Source passage =>

———

Cluster Memory Channel primary adaptor is online.
  Rev 14 adaptor is the primary channel (pci bus 1, slot 0)
  connected to virtual hub (VH1) as node 1.
dli: configured
clubase: configured
skipping test/delay for VH0/VH1 system
drd: configured.
dlmsl: configured
cnxagent: configured
dlm: configured.
memory channel thread init
checking for existing memory channel nodes
unresponsive mc nodes - waiting for node mask 1
unresponsive mc nodes - waiting for node mask 1
unresponsive mc nodes - waiting for node mask 1
unresponsive mc nodes - waiting for node mask 1
unresponsive mc nodes - waiting for node mask 1
unresponsive mc nodes - waiting for node mask 1
cam_logger: CAM_ERROR packet
cam_logger: bus 0 target 1 lun 0
ss_perform_timeout
timeout on disconnected request
cam_logger: CAM_ERROR packet
cam_logger: bus 0 target 1 lun 0
isp_termio_abort_bdr
Failed to abort specified IO - scheduling chip reinit
cam_logger: CAM_ERROR packet
cam_logger: bus 0
isp_reinit
Begining Adaptor/Chip reinitialization
cam_logger: CAM_ERROR packet
cam_logger: bus 0
isp_cam_bus_reset_tmo
SCSI Bus Reset performed
unresponsive mc nodes - waiting for node mask 1
unresponsive mc nodes - waiting for node mask 1
unresponsive mc nodes - waiting for node mask 1
unresponsive mc nodes - waiting for node mask 1
unresponsive mc nodes - waiting for node mask 1
unresponsive mc nodes - waiting for node mask 1
crashing unresponsive node 0


	It then hangs here forever. If the memory channel hub is turned off
then this is the boot up sequence.

.
.
.
Dual TLEP at node 4
Dual TLEP at node 3
Dual TLEP at node 2
Dual TLEP at node 1
Dual TLEP at node 0
monitorBoot: doing it...
Cluster Memory Channel primary adaptor is online.
  Rev 14 adaptor is the primary channel (pci bus 1, slot 0)
  connected to virtual hub (VH1) as node 1.
dli: configured
clubase: configured
skipping test/delay for VH0/VH1 system
drd: configured.
dlmsl: configured
cnxagent: configured
dlm: configured.
memory channel thread init
checking for existing memory channel nodes
booting as primary memory channel node on mc0
memory channel software inited - node 1 on mc0
ccomsub: configured
mcnet: configured
Starting secondary cpu 1
Starting secondary cpu 2
Starting secondary cpu 3
Starting secondary cpu 4
Starting secondary cpu 5
Starting secondary cpu 6
Starting secondary cpu 7
Starting secondary cpu 8
Starting secondary cpu 9
.

———

Written problem 1 => Translate this sentence from the boot log into Spanish: "If the memory channel hub is turned off then this is the boot up sequence."

Listing =>
———

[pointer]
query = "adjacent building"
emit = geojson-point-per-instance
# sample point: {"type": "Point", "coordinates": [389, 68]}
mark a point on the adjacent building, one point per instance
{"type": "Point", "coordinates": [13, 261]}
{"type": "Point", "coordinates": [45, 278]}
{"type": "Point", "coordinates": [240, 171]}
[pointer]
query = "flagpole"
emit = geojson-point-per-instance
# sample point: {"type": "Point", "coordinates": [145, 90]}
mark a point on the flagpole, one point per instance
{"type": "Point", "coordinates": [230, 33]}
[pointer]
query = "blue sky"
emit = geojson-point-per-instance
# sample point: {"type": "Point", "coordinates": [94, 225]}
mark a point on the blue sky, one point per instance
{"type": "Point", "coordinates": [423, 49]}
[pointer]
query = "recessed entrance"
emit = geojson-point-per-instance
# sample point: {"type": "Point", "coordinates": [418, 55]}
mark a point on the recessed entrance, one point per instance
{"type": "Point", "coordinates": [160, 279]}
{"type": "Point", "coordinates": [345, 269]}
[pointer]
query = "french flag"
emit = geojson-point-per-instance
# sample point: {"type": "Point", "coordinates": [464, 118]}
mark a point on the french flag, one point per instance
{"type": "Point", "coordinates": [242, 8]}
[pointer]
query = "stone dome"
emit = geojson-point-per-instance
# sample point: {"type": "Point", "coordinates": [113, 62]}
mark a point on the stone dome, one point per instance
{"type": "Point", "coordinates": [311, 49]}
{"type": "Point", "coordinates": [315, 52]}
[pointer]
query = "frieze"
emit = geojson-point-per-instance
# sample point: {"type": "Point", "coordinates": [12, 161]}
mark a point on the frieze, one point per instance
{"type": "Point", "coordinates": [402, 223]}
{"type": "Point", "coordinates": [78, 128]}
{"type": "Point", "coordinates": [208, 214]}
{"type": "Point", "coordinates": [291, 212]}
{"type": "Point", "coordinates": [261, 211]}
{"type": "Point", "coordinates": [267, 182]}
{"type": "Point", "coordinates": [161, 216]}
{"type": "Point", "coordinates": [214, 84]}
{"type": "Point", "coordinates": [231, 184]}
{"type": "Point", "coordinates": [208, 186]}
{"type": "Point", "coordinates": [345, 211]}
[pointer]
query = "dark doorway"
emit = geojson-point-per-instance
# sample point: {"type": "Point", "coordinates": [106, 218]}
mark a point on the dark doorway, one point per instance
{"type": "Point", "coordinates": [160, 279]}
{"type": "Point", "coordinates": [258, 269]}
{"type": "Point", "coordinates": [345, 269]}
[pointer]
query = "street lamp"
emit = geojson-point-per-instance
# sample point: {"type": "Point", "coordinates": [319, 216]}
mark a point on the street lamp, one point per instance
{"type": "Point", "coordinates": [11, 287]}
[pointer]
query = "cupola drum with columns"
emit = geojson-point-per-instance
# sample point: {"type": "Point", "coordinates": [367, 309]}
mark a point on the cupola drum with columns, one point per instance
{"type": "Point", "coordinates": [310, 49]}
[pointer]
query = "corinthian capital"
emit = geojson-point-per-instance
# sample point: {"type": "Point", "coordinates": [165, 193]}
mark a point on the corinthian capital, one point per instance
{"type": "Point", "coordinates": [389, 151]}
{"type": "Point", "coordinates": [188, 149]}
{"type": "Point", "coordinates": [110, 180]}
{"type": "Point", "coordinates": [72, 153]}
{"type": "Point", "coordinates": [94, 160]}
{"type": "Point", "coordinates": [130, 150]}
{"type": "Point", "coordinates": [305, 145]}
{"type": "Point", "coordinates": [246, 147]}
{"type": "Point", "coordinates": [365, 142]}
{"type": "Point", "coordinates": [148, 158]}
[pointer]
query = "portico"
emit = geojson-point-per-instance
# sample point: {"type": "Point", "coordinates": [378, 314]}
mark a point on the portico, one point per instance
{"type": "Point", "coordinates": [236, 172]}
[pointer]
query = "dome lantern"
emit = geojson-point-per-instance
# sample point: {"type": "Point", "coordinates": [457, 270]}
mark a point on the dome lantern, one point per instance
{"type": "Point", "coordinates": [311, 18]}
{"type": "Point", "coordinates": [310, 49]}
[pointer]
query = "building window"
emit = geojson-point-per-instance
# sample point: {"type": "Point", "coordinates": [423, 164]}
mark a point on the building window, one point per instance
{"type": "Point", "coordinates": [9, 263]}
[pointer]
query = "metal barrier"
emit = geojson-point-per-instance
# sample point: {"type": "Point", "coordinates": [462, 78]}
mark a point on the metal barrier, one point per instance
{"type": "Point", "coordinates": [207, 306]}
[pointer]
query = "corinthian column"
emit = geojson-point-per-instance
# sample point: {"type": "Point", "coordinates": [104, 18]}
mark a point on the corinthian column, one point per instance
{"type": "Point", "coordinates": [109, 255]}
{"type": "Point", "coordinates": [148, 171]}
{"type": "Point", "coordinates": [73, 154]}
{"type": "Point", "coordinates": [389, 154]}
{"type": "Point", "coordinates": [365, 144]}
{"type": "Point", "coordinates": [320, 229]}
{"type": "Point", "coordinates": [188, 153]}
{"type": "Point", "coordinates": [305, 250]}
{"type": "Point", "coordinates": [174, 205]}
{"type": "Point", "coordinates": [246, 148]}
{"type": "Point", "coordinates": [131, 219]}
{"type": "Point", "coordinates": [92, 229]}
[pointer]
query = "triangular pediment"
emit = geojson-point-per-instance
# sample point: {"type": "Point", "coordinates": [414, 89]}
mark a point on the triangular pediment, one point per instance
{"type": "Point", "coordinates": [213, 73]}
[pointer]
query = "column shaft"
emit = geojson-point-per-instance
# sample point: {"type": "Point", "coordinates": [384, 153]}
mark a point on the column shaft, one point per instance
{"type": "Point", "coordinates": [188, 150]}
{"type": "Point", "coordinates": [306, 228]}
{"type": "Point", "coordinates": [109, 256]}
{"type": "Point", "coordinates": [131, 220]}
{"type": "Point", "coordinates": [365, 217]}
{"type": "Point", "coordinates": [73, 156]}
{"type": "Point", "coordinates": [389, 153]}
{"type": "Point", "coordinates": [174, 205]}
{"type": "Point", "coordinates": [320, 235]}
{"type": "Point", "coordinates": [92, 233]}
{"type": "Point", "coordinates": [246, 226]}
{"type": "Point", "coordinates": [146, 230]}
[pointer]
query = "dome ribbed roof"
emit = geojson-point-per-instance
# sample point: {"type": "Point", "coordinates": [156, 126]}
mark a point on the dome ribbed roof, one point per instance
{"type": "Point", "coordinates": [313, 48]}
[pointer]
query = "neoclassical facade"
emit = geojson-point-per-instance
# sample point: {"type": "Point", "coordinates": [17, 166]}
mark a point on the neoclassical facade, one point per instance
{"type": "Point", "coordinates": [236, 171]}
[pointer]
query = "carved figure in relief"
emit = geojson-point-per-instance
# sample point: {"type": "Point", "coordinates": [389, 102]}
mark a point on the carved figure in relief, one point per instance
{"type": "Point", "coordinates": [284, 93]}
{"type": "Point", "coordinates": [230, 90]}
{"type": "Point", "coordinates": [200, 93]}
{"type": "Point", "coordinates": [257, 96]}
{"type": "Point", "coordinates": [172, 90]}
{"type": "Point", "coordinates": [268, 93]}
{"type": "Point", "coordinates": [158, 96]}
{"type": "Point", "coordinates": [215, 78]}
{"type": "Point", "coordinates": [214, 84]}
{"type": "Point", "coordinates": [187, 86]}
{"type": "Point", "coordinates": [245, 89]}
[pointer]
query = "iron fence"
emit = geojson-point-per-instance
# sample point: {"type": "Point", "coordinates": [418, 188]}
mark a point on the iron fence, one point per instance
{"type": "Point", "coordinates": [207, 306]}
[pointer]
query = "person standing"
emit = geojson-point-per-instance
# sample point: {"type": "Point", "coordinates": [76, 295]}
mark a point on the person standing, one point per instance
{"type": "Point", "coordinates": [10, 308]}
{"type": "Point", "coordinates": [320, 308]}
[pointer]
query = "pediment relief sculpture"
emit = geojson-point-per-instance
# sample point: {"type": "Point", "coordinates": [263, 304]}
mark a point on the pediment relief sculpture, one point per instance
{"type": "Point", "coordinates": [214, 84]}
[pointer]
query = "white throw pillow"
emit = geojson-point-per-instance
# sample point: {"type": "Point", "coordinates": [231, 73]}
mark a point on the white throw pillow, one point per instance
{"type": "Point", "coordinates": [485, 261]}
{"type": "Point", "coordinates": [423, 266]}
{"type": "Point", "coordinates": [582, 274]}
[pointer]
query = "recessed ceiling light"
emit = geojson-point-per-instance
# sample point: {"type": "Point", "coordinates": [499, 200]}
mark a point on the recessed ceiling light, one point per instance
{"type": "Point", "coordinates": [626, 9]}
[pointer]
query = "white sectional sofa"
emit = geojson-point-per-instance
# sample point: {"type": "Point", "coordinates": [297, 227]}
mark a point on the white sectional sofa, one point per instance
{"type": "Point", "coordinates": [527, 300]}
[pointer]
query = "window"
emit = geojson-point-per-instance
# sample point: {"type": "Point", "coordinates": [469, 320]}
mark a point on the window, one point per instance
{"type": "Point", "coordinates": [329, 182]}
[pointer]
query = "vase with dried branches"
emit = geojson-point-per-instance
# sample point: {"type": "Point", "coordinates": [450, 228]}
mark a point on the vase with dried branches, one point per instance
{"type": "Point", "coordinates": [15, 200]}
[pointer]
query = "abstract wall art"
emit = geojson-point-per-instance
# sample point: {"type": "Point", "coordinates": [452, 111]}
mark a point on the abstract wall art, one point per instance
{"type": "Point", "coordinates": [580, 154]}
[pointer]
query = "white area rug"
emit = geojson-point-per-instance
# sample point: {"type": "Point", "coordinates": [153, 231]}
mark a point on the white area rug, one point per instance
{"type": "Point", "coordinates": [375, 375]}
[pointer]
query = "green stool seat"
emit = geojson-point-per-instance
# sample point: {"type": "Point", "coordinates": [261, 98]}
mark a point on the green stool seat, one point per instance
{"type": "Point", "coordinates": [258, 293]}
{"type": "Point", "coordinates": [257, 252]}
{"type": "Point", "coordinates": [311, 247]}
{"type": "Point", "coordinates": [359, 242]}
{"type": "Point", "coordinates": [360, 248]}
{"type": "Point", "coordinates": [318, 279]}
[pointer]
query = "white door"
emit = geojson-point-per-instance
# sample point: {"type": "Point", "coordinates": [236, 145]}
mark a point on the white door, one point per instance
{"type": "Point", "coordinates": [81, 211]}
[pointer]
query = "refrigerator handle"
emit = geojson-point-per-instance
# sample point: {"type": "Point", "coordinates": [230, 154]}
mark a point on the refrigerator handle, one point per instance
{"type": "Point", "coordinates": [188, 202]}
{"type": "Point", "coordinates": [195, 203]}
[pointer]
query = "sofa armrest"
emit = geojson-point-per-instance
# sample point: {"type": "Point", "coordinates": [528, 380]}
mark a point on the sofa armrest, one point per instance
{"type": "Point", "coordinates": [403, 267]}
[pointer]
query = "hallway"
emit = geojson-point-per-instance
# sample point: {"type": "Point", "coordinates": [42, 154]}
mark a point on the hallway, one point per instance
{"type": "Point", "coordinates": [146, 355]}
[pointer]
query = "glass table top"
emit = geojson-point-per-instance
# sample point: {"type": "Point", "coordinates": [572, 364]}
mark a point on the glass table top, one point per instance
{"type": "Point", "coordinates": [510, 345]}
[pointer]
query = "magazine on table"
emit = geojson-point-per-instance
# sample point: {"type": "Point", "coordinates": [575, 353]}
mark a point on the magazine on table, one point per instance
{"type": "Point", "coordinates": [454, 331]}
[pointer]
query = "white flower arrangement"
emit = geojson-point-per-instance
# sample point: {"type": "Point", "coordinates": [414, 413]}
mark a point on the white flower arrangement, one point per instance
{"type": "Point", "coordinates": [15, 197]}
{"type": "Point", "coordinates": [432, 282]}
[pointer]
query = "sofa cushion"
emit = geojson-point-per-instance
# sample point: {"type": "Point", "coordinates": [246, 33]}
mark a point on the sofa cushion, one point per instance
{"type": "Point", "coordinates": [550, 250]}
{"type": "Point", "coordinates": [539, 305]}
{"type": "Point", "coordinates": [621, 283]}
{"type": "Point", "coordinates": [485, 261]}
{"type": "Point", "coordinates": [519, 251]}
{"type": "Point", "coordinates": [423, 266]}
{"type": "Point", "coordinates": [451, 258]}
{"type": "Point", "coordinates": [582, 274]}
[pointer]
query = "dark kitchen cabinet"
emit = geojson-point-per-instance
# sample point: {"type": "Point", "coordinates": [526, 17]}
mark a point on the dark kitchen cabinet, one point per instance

———

Written problem 2 => Show each line of the listing that contains the word "building".

Exercise response 1 => Si el hub de memory channel está apagado, esta es la secuencia de arranque.

Exercise response 2 =>
query = "adjacent building"
mark a point on the adjacent building, one point per instance
query = "building window"
mark a point on the building window, one point per instance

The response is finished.